- **SHORT TASK**: Please repeat the lines of the records starting at the line that contains "Trace the outline of every instance of the electrical" and ending at the line that contains "[[[704,467],[704,409],[507,301],[208,301],[0,423],[1,468]]]", with both of those lines included.

[Dataset excerpt]
────────────────────

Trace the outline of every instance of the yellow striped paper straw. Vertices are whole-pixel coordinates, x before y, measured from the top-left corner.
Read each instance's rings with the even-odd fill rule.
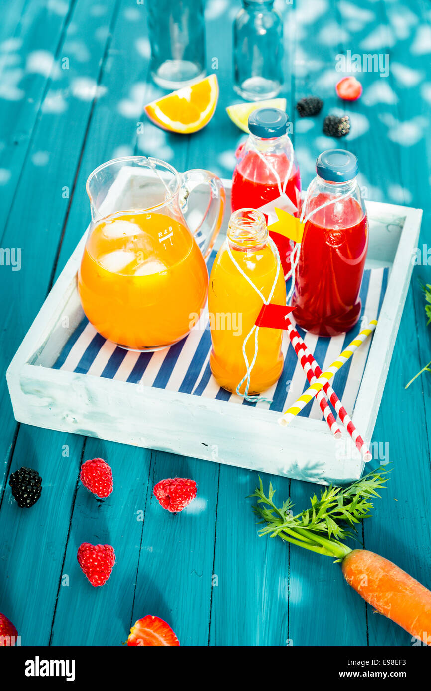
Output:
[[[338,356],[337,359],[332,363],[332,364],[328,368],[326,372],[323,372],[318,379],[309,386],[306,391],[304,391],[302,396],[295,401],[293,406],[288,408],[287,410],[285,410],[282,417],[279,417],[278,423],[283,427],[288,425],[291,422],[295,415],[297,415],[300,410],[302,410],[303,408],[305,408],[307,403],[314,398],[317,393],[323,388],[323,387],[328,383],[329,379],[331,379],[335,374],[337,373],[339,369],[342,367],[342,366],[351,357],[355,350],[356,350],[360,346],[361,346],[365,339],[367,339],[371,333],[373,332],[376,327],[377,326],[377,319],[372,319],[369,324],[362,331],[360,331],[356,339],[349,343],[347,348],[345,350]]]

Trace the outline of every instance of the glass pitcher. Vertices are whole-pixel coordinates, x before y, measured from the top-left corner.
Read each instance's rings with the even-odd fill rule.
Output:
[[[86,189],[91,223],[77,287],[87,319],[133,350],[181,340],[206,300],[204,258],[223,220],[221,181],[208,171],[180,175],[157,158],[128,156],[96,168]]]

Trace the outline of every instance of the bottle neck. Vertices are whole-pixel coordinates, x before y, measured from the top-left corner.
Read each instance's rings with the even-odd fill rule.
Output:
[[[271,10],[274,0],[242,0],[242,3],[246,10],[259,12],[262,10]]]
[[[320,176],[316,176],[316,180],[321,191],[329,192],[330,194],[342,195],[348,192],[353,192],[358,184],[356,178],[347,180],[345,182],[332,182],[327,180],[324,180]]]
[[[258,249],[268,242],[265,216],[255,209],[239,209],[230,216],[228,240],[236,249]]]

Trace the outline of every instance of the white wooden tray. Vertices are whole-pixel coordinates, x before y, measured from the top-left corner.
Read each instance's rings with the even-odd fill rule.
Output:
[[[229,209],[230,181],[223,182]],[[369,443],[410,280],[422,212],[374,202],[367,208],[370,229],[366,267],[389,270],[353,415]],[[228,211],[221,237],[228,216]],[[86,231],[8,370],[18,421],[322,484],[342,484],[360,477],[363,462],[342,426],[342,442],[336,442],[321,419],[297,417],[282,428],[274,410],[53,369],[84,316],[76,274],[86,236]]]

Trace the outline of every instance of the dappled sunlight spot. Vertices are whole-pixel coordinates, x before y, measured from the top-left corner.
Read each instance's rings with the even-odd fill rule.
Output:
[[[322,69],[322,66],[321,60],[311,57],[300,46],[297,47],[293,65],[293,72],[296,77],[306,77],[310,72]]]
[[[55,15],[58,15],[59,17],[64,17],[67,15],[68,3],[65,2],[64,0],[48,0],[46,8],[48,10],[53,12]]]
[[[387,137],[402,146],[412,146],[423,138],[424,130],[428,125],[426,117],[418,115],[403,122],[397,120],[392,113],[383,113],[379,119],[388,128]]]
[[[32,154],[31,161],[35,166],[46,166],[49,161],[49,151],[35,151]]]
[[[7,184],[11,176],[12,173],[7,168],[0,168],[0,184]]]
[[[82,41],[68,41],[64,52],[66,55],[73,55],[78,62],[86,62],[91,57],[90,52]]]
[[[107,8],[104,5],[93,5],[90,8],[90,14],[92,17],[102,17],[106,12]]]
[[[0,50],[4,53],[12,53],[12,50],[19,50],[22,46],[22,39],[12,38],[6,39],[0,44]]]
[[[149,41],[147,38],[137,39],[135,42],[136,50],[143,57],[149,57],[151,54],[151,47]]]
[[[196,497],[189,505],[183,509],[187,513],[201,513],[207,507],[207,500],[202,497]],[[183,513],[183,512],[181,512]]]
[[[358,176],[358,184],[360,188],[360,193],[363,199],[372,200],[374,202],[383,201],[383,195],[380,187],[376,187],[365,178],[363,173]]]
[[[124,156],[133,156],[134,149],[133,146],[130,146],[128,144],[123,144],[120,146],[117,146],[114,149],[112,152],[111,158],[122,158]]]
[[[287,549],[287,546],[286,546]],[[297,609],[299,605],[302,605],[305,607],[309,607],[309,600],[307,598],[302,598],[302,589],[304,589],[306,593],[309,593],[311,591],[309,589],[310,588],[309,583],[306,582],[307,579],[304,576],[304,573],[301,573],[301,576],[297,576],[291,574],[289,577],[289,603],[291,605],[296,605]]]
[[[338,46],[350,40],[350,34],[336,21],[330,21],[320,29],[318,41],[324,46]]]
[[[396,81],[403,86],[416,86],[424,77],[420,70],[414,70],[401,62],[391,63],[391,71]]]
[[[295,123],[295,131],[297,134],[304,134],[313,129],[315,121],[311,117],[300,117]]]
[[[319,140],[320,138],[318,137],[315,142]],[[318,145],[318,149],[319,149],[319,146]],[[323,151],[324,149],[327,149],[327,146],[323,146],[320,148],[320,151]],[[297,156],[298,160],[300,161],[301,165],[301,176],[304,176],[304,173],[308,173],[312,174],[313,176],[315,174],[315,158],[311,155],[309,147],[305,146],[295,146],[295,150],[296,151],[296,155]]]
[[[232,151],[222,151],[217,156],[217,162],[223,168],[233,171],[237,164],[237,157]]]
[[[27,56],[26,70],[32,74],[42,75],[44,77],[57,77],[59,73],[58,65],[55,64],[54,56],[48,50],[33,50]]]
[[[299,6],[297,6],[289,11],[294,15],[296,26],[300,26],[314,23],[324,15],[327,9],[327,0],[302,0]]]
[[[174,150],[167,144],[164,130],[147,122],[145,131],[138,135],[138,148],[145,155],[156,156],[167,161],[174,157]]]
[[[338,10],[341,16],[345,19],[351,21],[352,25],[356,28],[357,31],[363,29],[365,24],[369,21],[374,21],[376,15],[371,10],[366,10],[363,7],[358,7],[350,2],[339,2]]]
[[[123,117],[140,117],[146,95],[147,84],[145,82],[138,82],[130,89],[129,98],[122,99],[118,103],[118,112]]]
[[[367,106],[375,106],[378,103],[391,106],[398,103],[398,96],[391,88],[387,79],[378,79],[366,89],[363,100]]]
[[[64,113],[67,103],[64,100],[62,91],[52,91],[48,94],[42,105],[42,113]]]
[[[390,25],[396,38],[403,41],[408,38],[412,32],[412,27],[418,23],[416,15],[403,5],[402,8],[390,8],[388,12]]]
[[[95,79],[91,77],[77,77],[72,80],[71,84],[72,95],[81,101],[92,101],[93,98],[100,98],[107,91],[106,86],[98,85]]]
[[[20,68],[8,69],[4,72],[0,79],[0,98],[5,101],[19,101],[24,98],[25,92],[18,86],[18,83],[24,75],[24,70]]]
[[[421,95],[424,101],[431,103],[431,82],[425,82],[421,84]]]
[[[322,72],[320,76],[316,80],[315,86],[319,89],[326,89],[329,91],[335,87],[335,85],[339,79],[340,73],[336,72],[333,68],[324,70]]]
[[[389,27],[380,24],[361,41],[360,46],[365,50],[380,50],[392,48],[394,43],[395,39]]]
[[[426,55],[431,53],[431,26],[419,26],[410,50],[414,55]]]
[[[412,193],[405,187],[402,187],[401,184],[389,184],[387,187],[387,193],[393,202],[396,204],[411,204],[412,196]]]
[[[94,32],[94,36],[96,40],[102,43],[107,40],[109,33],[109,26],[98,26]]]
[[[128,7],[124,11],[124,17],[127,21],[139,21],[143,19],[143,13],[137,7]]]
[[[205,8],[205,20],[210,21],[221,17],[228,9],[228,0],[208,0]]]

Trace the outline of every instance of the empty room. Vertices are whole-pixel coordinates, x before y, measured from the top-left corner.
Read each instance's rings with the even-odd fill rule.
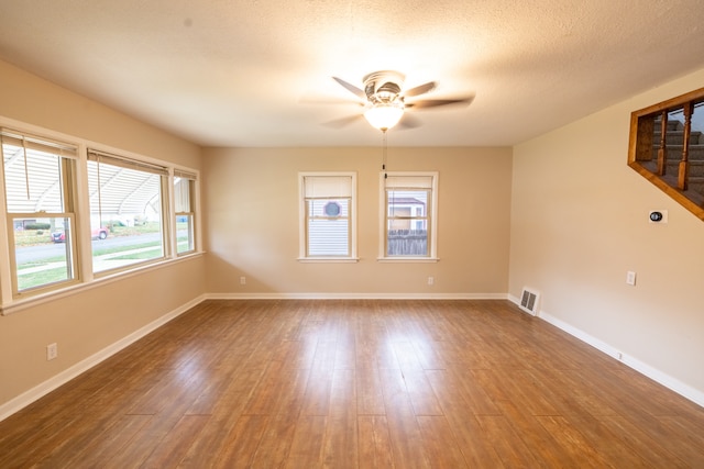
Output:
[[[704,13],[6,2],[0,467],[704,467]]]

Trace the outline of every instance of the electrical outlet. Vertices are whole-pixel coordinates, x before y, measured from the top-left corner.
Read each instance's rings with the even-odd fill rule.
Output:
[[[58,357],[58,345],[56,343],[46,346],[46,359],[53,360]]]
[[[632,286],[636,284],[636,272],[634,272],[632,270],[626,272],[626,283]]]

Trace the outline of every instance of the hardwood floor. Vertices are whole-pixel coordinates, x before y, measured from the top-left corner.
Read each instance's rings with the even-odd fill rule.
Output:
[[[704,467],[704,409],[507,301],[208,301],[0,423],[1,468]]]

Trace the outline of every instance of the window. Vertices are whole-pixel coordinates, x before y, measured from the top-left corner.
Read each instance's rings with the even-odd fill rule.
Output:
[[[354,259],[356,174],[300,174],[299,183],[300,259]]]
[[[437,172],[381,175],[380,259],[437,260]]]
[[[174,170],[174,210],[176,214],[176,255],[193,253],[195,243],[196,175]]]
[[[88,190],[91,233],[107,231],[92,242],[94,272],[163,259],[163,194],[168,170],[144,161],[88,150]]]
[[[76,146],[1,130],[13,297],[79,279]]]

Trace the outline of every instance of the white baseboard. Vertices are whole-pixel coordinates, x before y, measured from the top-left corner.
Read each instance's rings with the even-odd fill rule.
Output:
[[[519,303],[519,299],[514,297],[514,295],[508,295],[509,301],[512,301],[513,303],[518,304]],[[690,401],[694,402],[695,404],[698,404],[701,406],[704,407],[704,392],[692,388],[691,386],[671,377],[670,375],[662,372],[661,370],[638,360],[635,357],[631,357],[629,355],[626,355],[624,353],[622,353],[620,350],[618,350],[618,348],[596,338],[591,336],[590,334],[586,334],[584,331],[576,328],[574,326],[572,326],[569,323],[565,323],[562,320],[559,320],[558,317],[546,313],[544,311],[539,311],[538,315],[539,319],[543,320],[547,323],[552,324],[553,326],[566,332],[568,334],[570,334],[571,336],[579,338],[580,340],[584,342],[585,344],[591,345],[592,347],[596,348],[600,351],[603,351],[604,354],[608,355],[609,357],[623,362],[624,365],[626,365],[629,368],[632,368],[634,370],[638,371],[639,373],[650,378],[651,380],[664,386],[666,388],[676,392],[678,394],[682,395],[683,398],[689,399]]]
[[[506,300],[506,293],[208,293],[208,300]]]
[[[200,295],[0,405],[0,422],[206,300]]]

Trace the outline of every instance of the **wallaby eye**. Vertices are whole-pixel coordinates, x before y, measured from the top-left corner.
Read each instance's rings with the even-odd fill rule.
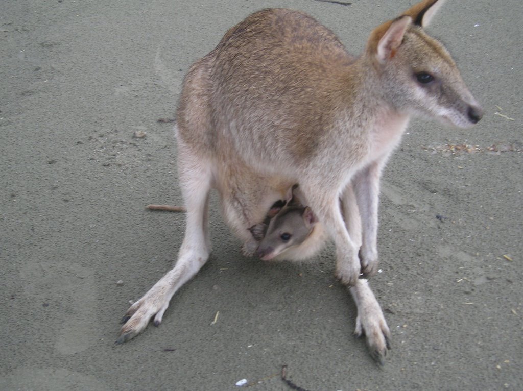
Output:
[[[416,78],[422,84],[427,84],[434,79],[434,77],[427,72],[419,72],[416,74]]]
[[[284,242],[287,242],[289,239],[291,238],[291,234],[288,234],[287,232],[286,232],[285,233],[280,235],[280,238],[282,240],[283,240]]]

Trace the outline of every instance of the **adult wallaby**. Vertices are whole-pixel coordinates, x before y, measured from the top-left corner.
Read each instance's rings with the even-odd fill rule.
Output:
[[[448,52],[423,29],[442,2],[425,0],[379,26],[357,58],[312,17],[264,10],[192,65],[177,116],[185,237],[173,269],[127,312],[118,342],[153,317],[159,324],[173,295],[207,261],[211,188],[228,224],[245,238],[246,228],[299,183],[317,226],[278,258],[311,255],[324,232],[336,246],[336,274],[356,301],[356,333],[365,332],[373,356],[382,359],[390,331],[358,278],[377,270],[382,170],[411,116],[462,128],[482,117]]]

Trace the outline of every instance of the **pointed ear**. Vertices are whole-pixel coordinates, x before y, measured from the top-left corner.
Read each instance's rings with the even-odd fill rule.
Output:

────────────────────

- **COMPLETED TASK**:
Trace the outline of every instance of the electrical outlet. Vertices are whole-pixel coordinates, x before y, measured from the top-left corner.
Read each instance's rings with the even-odd fill rule.
Output:
[[[58,357],[58,345],[56,343],[46,346],[46,359],[53,360]]]
[[[632,286],[636,284],[636,272],[634,272],[632,270],[626,272],[626,283]]]

Trace the outline of every instance of the hardwood floor. Vertices are whole-pixel coordinates, x before y, measured from the top-left corner.
Read each instance's rings with the even-odd fill rule.
Output:
[[[704,467],[704,409],[507,301],[208,301],[0,423],[1,468]]]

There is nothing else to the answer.